## TEXT PASSAGE

The European Court has repeatedly considered the effect of this article, as also the reference in article 8(2) to "in accordance with the law" and that in article 10(2) to "prescribed by law".

35 The effect of the Strasbourg jurisprudence on this topic has been clear and consistent. The starting point is the old rule nullum crimen, nulla poena sine lege (Kokkinakis v Greece (1993) 17 EHRR 397, para 52; SW and CR v United Kingdom (1995) 21 EHRR 363, para 35/33): only the law can define a crime and prescribe a penalty. An offence must be clearly defined in law (SW and CR v United Kingdom), and a norm cannot be regarded as a law unless it is formulated with sufficient precision to enable the citizen to foresee, if need be with appropriate advice, the consequences which a given course of conduct may entail (Sunday Times v United Kingdom (1979) 2 EHRR 245, (1979) 2 EHRR 245, para 49; G v Federal Republic of Germany (1989) 60 DR 256, 261, para 1; SW and CR v United Kingdom, para 34/32).

Article 7 precludes the punishment of acts not previously punishable, and existing offences may not be extended to cover facts which did not previously constitute a criminal offence (ibid).

[28] The principles summarised by Lord Bingham are consistently applied in decisions of the European Court of Human Rights. See, for example, Scoppola v Italy (No 2) [2009] ECHR 1297 paras [92] and

"92. The guarantee enshrined in Article 7, which is an essential element of the rule of law, occupies a prominent place in the Convention system of protection, as is underlined by the fact that no derogation from it is permissible under Article 15 of the Convention in time of war or other public emergency. It should be construed and applied, as follows from its object and purpose, in such a way as to provide effective safeguards against arbitrary prosecution, conviction and punishment (see S W v the United Kingdom and C R v the United Kingdom, 22 November 1995, para 34 and 32 respectively, Series A nos 335-B and 335-C, and Kafkaris, cited above, para 137).

93. Article 7 para 1 of the Convention goes beyond prohibition of the retrospective application of criminal law to the detriment of the accused. It also sets forth, more generally, the principle that only the law can define a crime and prescribe a penalty (nullum crimen, nulla poena sine lege). While it prohibits in particular extending the scope of existing offences to acts which previously were not criminal offences, it also lays down the principle that the criminal law must not be extensively construed to an accused's detriment, for instance by analogy (see, among other authorities, Coeme and Others v Belgium, nos. 32492/96, 32547/96 32548/96, 33209/96 and 33210,96, para 145, ECHR 2000 VII)."

[29] In the matter of Reference re ss. 193 and 195.1(1)(c) of the Criminal Code (Man.) [1990] 1 S.C.R. 1123, a judgment of the Supreme Court of Canada, Lamer J quoted from two decisions of the Supreme Court of the United States and then said the following:

"The principles expressed in these two citations are not new to our law. In fact they are based on the ancient Latin maxim nullum crimen sine lege, nulla poena sine lege -- that there can be no crime or punishment unless it is in accordance with law that is certain, unambiguous and not retroactive. The rationale underlying this principle is clear. It is essential in a free and democratic society that citizens are able, as far as is possible, to foresee the consequences of their conduct in order that persons be given fair notice of what to avoid, and that the discretion of those entrusted with law enforcement is limited by clear and explicit legislative standards (see Professor L. Tribe American Constitutional Law (2nd ed. 1988), at p. 1033). This is especially important in the criminal law, where citizens are potentially liable to a deprivation of liberty if their conduct is in conflict with the law."

(Collection entries)

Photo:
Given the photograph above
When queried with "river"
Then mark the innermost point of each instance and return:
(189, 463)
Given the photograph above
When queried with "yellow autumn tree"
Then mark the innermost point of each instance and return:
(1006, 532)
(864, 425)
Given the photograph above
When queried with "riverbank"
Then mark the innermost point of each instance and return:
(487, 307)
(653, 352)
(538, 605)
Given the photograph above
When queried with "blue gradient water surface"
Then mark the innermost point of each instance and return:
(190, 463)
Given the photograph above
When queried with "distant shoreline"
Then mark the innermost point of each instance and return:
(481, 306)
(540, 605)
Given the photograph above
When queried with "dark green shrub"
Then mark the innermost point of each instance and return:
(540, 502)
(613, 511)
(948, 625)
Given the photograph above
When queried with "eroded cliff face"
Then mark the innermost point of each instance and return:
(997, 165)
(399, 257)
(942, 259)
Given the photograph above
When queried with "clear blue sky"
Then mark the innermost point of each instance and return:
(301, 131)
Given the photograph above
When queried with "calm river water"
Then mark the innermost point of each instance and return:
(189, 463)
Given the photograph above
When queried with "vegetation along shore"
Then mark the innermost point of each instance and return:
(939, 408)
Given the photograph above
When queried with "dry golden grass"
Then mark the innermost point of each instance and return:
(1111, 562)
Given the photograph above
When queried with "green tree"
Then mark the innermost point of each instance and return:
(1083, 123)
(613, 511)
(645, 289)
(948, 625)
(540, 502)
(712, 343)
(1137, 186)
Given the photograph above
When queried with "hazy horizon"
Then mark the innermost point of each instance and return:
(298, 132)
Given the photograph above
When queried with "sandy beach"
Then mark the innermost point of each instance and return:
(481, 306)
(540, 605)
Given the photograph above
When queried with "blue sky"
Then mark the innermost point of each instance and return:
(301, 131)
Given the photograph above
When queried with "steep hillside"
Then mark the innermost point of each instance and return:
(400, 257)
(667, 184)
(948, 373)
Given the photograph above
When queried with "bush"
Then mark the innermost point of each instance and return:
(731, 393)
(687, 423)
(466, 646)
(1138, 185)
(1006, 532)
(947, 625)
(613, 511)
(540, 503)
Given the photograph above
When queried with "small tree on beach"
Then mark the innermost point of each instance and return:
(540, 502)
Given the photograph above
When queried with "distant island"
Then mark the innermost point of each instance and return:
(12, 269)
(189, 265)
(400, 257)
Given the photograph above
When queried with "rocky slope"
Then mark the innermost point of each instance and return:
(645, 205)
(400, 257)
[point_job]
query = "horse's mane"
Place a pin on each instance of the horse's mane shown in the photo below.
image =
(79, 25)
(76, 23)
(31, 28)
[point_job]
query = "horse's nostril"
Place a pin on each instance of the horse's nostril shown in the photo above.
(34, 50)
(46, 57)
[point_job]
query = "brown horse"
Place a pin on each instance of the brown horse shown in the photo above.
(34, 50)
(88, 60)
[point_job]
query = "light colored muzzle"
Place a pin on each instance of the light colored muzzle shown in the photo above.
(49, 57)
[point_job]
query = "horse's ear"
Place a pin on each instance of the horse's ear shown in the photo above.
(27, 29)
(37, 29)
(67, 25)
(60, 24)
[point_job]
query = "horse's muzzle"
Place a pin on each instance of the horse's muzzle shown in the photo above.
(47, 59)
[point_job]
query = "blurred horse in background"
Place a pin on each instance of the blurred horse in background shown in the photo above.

## EXERCISE AIM
Please set down the passage on nullum crimen word for word, starting with "35 The effect" and going on through "Kingdom, para 34/32).".

## SOLVED EXERCISE
35 The effect of the Strasbourg jurisprudence on this topic has been clear and consistent. The starting point is the old rule nullum crimen, nulla poena sine lege (Kokkinakis v Greece (1993) 17 EHRR 397, para 52; SW and CR v United Kingdom (1995) 21 EHRR 363, para 35/33): only the law can define a crime and prescribe a penalty. An offence must be clearly defined in law (SW and CR v United Kingdom), and a norm cannot be regarded as a law unless it is formulated with sufficient precision to enable the citizen to foresee, if need be with appropriate advice, the consequences which a given course of conduct may entail (Sunday Times v United Kingdom (1979) 2 EHRR 245, (1979) 2 EHRR 245, para 49; G v Federal Republic of Germany (1989) 60 DR 256, 261, para 1; SW and CR v United Kingdom, para 34/32).